RECORDS SHOWN
▶
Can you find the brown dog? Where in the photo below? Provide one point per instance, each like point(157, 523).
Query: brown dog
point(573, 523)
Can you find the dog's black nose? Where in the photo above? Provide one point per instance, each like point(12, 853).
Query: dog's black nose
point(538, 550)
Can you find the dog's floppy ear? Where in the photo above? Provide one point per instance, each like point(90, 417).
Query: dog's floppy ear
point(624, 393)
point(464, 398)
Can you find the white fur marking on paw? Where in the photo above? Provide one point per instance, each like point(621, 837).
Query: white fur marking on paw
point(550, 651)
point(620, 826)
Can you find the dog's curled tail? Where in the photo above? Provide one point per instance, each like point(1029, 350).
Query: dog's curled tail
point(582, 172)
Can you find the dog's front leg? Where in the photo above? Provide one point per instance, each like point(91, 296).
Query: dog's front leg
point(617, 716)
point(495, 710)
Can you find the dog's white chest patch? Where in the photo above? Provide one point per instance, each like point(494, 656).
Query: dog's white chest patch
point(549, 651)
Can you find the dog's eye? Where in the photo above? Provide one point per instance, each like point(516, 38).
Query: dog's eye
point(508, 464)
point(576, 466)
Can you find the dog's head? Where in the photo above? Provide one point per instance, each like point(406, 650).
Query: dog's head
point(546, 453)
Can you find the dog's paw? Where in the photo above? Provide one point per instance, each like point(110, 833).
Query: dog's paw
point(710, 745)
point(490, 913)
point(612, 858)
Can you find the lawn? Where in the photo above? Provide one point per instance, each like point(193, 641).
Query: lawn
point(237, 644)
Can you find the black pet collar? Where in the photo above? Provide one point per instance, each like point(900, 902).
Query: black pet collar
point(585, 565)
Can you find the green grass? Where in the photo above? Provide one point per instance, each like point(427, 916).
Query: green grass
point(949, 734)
◀
DESCRIPTION OF THE TASK
Your answer should be a single number: the count of lines in the entries that hold the string "above".

YOUR RESPONSE
12